> **REQUIRED TASK**
Update all of the records below by replacing "photo above" with "image above" wherever it occurs, and change nothing else. Leave the pictures out of your answer.
:::::
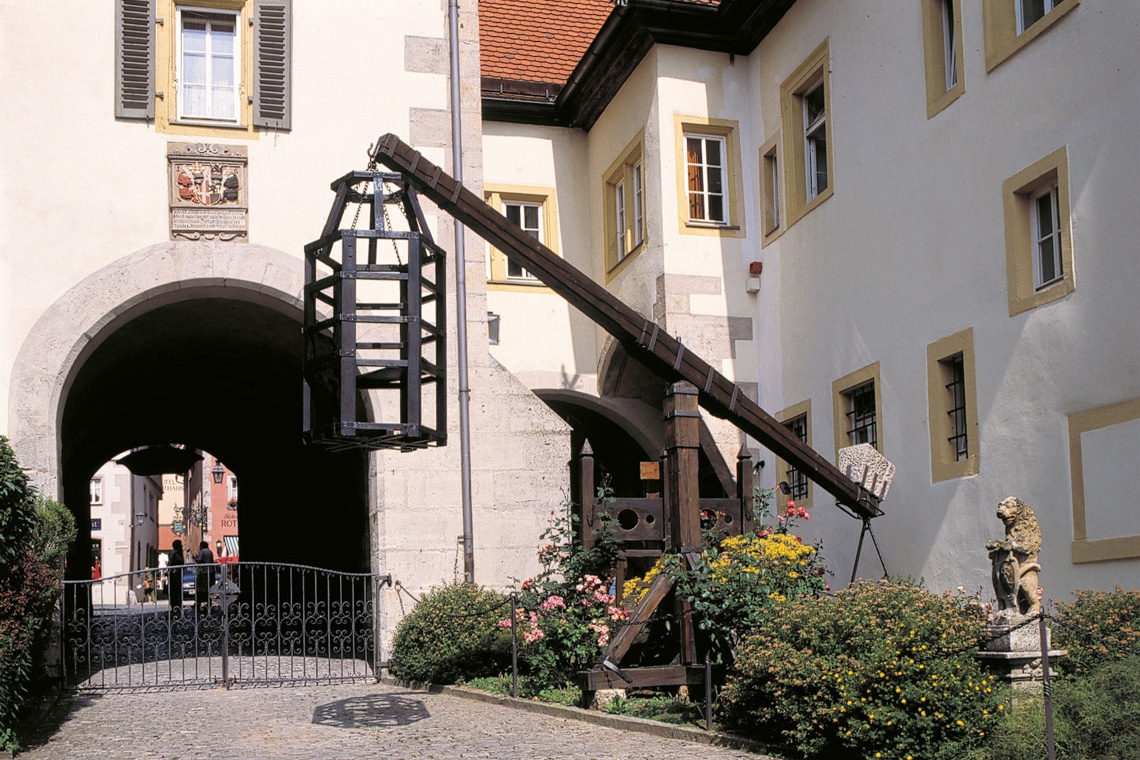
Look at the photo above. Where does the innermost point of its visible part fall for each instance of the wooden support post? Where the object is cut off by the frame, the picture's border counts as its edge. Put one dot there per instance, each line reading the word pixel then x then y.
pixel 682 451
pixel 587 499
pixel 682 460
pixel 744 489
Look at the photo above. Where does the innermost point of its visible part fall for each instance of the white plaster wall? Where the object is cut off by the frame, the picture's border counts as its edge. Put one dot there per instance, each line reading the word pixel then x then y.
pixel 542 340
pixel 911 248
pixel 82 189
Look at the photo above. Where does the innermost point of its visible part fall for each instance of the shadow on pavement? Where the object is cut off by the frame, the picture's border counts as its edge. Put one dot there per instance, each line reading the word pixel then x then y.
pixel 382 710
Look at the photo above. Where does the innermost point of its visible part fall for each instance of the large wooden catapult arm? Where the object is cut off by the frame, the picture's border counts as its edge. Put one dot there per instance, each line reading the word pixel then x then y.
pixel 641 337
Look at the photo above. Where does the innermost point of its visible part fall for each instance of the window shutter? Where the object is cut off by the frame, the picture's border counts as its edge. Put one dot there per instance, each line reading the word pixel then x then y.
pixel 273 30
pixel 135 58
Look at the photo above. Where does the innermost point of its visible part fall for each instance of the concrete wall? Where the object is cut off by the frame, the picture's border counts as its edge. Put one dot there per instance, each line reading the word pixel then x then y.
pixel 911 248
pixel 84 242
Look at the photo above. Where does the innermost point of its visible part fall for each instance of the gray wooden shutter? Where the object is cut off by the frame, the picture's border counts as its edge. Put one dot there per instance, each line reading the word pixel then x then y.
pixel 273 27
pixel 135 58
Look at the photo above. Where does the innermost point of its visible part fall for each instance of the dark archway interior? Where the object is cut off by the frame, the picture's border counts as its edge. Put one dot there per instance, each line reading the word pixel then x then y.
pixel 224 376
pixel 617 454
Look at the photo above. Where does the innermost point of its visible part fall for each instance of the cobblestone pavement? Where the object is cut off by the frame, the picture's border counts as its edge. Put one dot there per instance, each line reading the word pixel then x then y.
:::::
> **REPLY TO THE EXERCISE**
Look at the image above. Where does the innermost point of its visible part fall for each instance of the wooden support post? Where the object is cut off by the frame, the picture's border counts as its edge. Put one dot there per instance, each line reading the word pixel then x then y.
pixel 682 451
pixel 587 499
pixel 682 460
pixel 744 489
Look at the image above. Where does the innermost point of its visible part fall for each instance of the white plaster wall? Where the object is cut off by the frame, the picture's border counts as its edge. Put one dot there per instance, each line reading the word pixel then x then y.
pixel 542 340
pixel 911 248
pixel 82 189
Look at the image above. Where does the innermost point of its visible part fall for each instance of the shadow on pavement? Where the object is cut off by the frame, the picture's border counts as its edge. Put one dot there per instance, each line reading the word pixel then x then y.
pixel 382 710
Look at the image above. Where does the innermost point of its visible part fall for each instance of the large wooden catapult arm? Where the object is cut off by the frame, the picture's border counts as its edge. Put one dot there per instance, each line reading the word pixel then x then y.
pixel 641 337
Look at the image above. Where does the innermost point of its visible part fall for each instance of the window shutter? Where the object is cut off by the frame, the picture's border counts as its edge. Put one dot there per instance, each line reading the word pixel then x then y.
pixel 273 30
pixel 135 58
Look at the image above. Where does the innermost point of its visible part fall for each instance of the concrete wall? Where the object is cut off by the frame, the picture's border counts as its edge. Put one dot there per instance, each line reading the word pixel then x then y.
pixel 911 248
pixel 84 242
Look at the image above. Where does the innermost point of its visible part fall for each instance of the gray wooden shutter? Where the object is cut off by the frame, the picture's border counts as its edge. Put one dot there per instance, each line reading the word pixel then x then y.
pixel 273 27
pixel 135 58
Look at the image above. Where does the innermost point of its visible part fall for each instance of the dark archway interior? Where the object is cut off by the frame, the picture's border counts as its edge. Put one dot there per instance, each line reading the word pixel then x then y.
pixel 224 376
pixel 617 454
Look at the image above. Where does the innermost point of its visible part fall for each instance of the cobblestone pavement? Where the object is cut off by the frame, the picture's border counts as its edge. Put one dot there per instance, each line reading the word pixel then x then y.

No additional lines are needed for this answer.